Skip to main content

Setting Up Snowplow on AWS

Snowplow is a powerful and flexible event data collection and analytics platform. When set up on AWS (Amazon Web Services), Snowplow enables organizations to capture, track, and analyze various types of data from different sources in real-time. By implementing Snowplow on AWS, businesses can gain valuable insights into user behavior, customer interactions, and system performance, allowing them to make data-driven decisions and optimize their operations effectively. This guide will walk you through the process of setting up Snowplow on AWS, ensuring you have a solid foundation for collecting and analyzing event data.

Objective

  • Create an AWS Account.
  • Set up infrastructure to host Snowplow on AWS.
  • Install Snowplow trackers to collect event data.
  • Deploy a Snowplow Collector to receive and process event data.

THE INPUT
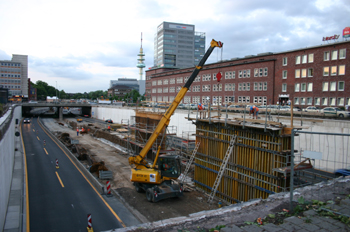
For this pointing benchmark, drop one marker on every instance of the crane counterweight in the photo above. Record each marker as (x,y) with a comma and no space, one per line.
(158,180)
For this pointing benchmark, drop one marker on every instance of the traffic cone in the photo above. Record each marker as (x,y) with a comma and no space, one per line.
(108,188)
(89,228)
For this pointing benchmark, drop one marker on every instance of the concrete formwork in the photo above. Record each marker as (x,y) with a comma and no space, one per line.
(249,172)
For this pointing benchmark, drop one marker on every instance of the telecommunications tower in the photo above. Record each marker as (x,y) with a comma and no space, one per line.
(141,60)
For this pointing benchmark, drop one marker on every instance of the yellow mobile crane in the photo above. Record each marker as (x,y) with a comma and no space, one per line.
(157,179)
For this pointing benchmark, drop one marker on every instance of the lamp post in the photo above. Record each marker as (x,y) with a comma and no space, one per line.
(56,92)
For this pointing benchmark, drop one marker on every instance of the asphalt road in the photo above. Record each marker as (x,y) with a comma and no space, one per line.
(61,198)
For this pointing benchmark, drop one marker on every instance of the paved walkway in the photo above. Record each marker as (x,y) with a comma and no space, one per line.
(16,209)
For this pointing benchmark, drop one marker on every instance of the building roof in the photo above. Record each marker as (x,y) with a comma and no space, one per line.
(120,87)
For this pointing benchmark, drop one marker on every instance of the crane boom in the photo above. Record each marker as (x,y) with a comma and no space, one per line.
(139,159)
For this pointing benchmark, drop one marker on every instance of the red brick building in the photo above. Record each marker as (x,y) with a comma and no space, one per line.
(317,75)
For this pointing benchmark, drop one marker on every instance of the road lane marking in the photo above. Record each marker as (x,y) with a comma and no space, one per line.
(100,196)
(26,180)
(59,179)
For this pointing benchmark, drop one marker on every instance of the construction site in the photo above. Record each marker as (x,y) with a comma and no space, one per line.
(228,159)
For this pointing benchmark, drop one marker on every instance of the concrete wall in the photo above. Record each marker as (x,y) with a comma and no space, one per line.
(123,113)
(331,151)
(335,150)
(7,152)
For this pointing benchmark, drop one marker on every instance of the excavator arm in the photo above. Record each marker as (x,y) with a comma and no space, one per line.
(139,159)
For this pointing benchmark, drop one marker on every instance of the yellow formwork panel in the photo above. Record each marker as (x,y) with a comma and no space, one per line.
(249,172)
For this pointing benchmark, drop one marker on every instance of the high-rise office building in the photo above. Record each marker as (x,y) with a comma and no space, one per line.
(177,45)
(14,75)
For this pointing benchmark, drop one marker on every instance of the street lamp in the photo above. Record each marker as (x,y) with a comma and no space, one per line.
(56,92)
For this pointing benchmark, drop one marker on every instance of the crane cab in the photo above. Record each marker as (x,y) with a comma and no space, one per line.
(170,166)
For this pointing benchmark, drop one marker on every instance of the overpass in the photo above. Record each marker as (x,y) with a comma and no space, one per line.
(53,108)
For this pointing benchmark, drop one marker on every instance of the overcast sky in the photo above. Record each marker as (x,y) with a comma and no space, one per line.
(81,45)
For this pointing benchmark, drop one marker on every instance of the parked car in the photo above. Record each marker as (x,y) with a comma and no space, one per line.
(335,112)
(312,109)
(233,108)
(342,172)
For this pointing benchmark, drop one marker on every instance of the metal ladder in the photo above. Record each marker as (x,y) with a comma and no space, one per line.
(222,169)
(190,162)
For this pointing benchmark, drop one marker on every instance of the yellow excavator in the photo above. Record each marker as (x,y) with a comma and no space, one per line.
(157,179)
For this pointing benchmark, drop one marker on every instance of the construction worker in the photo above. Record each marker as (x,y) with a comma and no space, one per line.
(200,107)
(255,111)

GOALS
**A)** Pull out every line of the rows that contains the string "marking", matching case exactly.
**B)** Write the next part of the guide to setting up Snowplow on AWS, picking up after its last line.

ANSWERS PER TASK
**A)**
For this pointing benchmark, drop one marker on every instance of the road lane marking in the photo above. Record each marker as (x,y) with a comma and no space, one per line.

**B)**
  • Configure Snowplow enrichment for additional data insights.
  • Choose a data storage solution for storing and querying Snowplow data.
  • Enable data visualization and analysis using visualization tools or analytics platforms.
  • Monitor and maintain the Snowplow setup for data accuracy and system performance.

Environment and Resources Required

Below Github repository contains configurations, schemas, sample web app and everything needed for setting up a Snowplow real-time analytics pipeline in AWS.

1.Github UR: Click here - fabriq-platform-snowplow-aws

2.Cloud Provider: The Snowplow Enricher is deployed on AWS (Amazon Web Services), a reliable and scalable cloud platform known for its vast array of services.

3.ECS (Elastic Container Service): The Snowplow Enricher is running on ECS, a fully managed container orchestration service, allowing for easy deployment and scaling of containerized applications.

4.EC2 (Elastic Compute Cloud): The Snowplow Enricher uses EC2 instances, which provide virtual compute resources, ensuring flexibility and control over the computing environment.

5.S3: (5 buckets)

  • snowplow-good-events-fabriq (Not Public)
  • snowplow-bad-events-fabriq (Not Public)
  • snowplow-good-events-enriched-fabriq (Not Public)
  • snowplow-bad-events-enriched-fabriq (Not Public)
  • fabriq-snowplow-enricher (store enricher files)

6.Kineses Data Stream: (4 Data Streams)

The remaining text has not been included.